-- Exercise material --

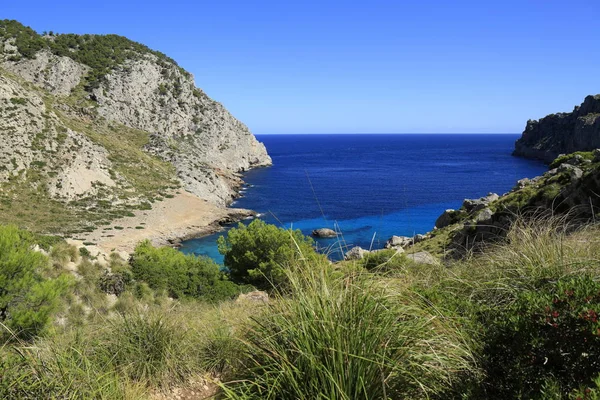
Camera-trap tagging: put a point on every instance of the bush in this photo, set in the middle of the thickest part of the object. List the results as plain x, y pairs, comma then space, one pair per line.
258, 254
27, 297
181, 275
551, 332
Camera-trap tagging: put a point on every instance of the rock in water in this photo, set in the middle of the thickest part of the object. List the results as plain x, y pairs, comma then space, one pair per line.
142, 108
324, 233
445, 219
562, 133
398, 241
256, 296
356, 253
423, 257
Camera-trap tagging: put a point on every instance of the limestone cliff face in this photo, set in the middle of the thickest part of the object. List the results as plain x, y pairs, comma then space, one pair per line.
64, 106
562, 133
204, 142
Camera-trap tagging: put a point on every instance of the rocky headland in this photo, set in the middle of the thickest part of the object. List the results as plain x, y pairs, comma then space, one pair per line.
570, 143
562, 133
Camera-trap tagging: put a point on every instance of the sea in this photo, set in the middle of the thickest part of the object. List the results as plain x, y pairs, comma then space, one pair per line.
372, 186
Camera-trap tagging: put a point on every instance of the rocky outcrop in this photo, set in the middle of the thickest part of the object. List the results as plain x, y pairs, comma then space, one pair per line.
204, 142
324, 233
562, 133
422, 257
356, 253
98, 132
570, 189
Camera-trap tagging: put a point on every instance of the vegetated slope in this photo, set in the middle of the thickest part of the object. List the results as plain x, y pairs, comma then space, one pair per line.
94, 126
562, 133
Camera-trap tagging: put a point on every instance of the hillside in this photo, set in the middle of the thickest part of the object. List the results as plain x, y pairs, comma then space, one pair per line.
562, 133
95, 127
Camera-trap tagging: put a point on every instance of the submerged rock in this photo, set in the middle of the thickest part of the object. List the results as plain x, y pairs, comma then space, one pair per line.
356, 253
256, 296
423, 257
473, 205
398, 241
324, 232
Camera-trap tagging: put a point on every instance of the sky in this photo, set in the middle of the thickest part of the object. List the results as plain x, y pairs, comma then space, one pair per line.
373, 66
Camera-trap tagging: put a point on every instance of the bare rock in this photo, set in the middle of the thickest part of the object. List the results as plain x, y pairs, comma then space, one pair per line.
423, 257
484, 215
445, 219
256, 296
324, 233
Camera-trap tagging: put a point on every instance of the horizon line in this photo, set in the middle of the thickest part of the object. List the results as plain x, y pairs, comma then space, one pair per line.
392, 133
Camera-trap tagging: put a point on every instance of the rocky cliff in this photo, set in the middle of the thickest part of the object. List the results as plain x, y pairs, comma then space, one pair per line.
562, 133
98, 122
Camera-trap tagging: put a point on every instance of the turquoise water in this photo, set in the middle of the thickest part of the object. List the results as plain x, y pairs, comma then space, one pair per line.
373, 186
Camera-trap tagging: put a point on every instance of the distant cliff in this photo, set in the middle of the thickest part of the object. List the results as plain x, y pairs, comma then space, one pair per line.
562, 133
101, 122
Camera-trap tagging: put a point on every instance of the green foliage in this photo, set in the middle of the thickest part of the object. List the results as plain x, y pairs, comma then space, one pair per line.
348, 338
383, 260
102, 53
148, 348
181, 275
550, 332
18, 101
587, 155
27, 297
259, 253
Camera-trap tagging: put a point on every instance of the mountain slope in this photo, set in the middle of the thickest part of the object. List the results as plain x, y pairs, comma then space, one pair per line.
94, 127
562, 133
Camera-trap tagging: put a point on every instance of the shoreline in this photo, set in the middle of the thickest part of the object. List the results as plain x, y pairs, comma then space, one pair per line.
168, 223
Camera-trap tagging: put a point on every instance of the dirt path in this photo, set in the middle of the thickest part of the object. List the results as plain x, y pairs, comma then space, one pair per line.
181, 217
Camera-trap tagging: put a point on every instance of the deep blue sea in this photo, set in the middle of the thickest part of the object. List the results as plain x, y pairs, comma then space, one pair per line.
373, 186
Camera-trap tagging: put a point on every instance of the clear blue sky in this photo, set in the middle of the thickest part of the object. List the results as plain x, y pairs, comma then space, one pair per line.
361, 66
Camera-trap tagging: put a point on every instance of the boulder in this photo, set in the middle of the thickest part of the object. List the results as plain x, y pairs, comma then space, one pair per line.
473, 205
521, 183
324, 232
256, 296
356, 253
398, 241
484, 215
423, 257
419, 238
575, 174
445, 219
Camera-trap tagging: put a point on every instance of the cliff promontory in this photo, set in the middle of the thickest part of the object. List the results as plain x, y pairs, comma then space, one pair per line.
95, 126
562, 133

-- Written instruction --
Copy every line of the records above word for word, leaving out the pictures.

-- Right answer --
Camera-trap tagging: put a point on every instance of the bush in this photo, set in the middle of the thickest part of the object. List the results as plain x, y pairs, comma then space, one pair per line.
258, 254
27, 297
181, 275
551, 332
Camera-trap tagging: put a point on every instance of the rock in water in this photo, set in the middle of the thickest part of the object. List the results as plain x, y pairs, comma then space, one pair per line.
142, 108
324, 233
445, 219
562, 133
398, 241
256, 296
356, 253
423, 257
Camera-trap tagging: put a point on every instance of the limestone cliff face in this photo, set in the middle of the thickest part of the object. List the results as plain x, y pairs, comma then space, one pair per line.
64, 106
562, 133
204, 142
Camera-trap tagging: put a point on every instance of the rocky headland in this photo, set in the middle of the thickest part of the object. List the results as plain x, y pairs, comma then space, one pair per line.
570, 143
562, 133
Camera-trap tagging: put a point on every instance of the sea in this photo, set in the middle of the thickest part of the object. List the results as plain x, y pairs, comma then space, one pair per line.
372, 186
Camera-trap tagging: put a point on every instance of the rocky outcrop in this photo, set in the middle of the thickest part of the object. List the results as plain x, y pairs, comma then space, one pair per line.
204, 142
324, 233
562, 133
422, 257
356, 253
98, 132
570, 189
Camera-trap tagging: put a point on every instance of the vegetated slope in this photo, set in the middle of the thickest part of the object. List the results as plain x, y pairs, comma then space, one pair per line.
94, 126
562, 133
Camera-trap tagging: put a point on every instance of the hillside in this photo, set in the middle of the thickest part of the object. List the results as plain x, y pairs, comma then space, one pair per line.
562, 133
95, 127
Camera-trap tagging: put a point on every instance of the submerged rock in this photo, set in the middle of the thickest part of the object. List the results as plain x, y pairs, comma then space, one pair per line.
356, 253
256, 296
423, 257
473, 205
398, 241
324, 232
Camera-trap tagging: put a point on every instance of the sky in this photo, set in the middle of the thickest part of the object. List the results as plain x, y pairs, comma then space, one pair per line.
373, 66
Camera-trap tagging: put a point on every instance of the bare rock in this photo, set in the middle of the thickest part of the object. List the results as plain x, y pairs, comma then space, one pair per line.
423, 257
484, 215
445, 219
256, 296
324, 233
Camera-trap tagging: put a point on every instance of the horizon line in this photo, set in the middle of the thickest part of the object. List the results as plain x, y pairs, comma then space, one pair per line.
392, 133
Camera-trap tagging: put a point on every instance of the rocky cliff in this photo, set in the middle of the thickest part of the object. List the results as plain x, y pairs, comma then space, one pair per line.
562, 133
98, 122
Camera-trap tagging: put a point on every instance of the turquoise water in this photo, set in the middle of the thickest part of the object. List the results as plain x, y pairs, comma then space, one pair per line.
373, 186
Camera-trap tagging: put a point on every instance of the distant cliff in this photo, set in the middle of the thickest part of the object. List the results as plain x, y pairs, comma then space, one pair per line.
562, 133
101, 122
Camera-trap tagging: put a point on every instance of the green foliage in this photo, set in the middle of the thickest part of the object. List the results as plain x, y pairs, comma then space, one pair per line.
348, 338
383, 260
102, 53
148, 348
181, 275
550, 332
18, 101
587, 155
27, 297
259, 253
Camera-trap tagging: put a point on every instance of the mountain slope in this photo, set in the middle of the thickest part of the object. List the results as plain x, y pairs, comma then space, one pair per line.
94, 127
562, 133
Camera-trap tagging: put a point on every instance of the shoreline in this photo, set in the middle of the thickest part of the object. List the results as plain x, y pairs, comma then space, one pair per line.
168, 223
Camera-trap tagging: put a point on every instance of the dirt path in this photo, set in the middle of the thickest part of the object. List the results as plain x, y pairs, comma then space, one pair per line.
181, 217
Camera-trap tagging: put a point on every instance of the deep blue sea in this photo, set in the middle of the thickest part of the object. List the results as plain x, y pairs, comma then space, one pair per line.
373, 186
Camera-trap tagging: put a point on every instance of the clear blue sky in this photo, set in the middle of the thickest part of the object. List the results as plain x, y pairs, comma then space, one pair per line.
361, 66
Camera-trap tagging: put a point on every instance of the boulder in this photo, set in the middle of the thickest part of the object. List the results as plain x, y pairs, comma then space, one pair per line.
473, 205
521, 183
324, 232
256, 296
356, 253
398, 241
484, 215
423, 257
419, 238
575, 174
445, 219
Camera-trap tagging: put a point on every instance of the cliff promontory in this photo, set in the middle of the thickest part of the object. List the results as plain x, y pairs, comma then space, one pair per line.
95, 126
562, 133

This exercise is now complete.